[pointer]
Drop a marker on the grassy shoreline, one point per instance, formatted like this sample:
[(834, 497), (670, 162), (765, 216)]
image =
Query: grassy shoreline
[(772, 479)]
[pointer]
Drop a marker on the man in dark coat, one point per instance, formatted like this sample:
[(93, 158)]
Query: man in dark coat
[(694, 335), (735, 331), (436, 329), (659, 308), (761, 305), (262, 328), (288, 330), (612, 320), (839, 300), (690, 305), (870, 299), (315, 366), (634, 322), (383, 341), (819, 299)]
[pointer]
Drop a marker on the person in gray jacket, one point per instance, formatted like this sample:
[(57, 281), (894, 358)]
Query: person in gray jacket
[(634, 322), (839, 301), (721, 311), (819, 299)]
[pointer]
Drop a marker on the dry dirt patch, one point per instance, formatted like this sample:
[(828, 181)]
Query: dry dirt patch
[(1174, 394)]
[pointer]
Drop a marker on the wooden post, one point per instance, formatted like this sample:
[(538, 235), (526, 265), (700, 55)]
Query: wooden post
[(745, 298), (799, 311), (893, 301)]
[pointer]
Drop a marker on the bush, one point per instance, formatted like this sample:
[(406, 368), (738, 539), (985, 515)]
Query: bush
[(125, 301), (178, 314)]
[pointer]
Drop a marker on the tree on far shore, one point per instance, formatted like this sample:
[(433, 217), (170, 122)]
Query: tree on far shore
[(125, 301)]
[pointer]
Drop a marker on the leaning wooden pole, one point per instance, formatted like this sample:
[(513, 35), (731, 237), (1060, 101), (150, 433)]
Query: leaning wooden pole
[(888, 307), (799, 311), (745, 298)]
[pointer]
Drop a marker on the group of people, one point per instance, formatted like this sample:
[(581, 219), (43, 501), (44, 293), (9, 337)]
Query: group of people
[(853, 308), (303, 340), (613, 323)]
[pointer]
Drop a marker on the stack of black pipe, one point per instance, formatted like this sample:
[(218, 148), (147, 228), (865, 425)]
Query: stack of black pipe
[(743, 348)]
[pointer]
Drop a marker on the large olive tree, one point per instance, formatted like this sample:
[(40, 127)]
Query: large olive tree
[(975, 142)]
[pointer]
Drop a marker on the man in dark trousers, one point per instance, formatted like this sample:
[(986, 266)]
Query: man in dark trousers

______

# EXERCISE TASK
Reproduce word for word the stretch of material from its first line through the line containing "[(634, 322), (839, 301), (721, 311), (819, 299)]", including both ends.

# ANSWER TO THE TASK
[pointer]
Drop a marker on the grassy shoreline, one point per instance, formatted like this sample:
[(834, 497), (670, 162), (765, 216)]
image =
Query: grassy shoreline
[(772, 479)]
[pointer]
Drop a marker on the man in dark coat, one point per instance, formatted like this sample:
[(93, 158)]
Query: man in dark coat
[(694, 335), (735, 331), (436, 329), (659, 308), (761, 305), (262, 328), (288, 330), (612, 320), (839, 300), (690, 305), (870, 299), (315, 366), (634, 322), (383, 341), (819, 299)]
[pointer]
Drop a marker on the person in gray jacket, one point per instance, formatted like this sample:
[(57, 281), (894, 358)]
Query: person in gray jacket
[(634, 322), (839, 301), (721, 311), (819, 299)]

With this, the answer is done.